Short exercise: Reproduce each of the following records verbatim, line by line, without any alteration.

┄┄┄┄┄┄

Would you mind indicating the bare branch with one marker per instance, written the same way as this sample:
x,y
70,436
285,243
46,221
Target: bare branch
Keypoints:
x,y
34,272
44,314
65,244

┄┄┄┄┄┄

Reply:
Would you mind indicating the bare branch with one marker per instance, written the same way as this sample:
x,y
70,436
285,243
46,221
Target: bare branch
Keypoints:
x,y
34,272
44,314
65,244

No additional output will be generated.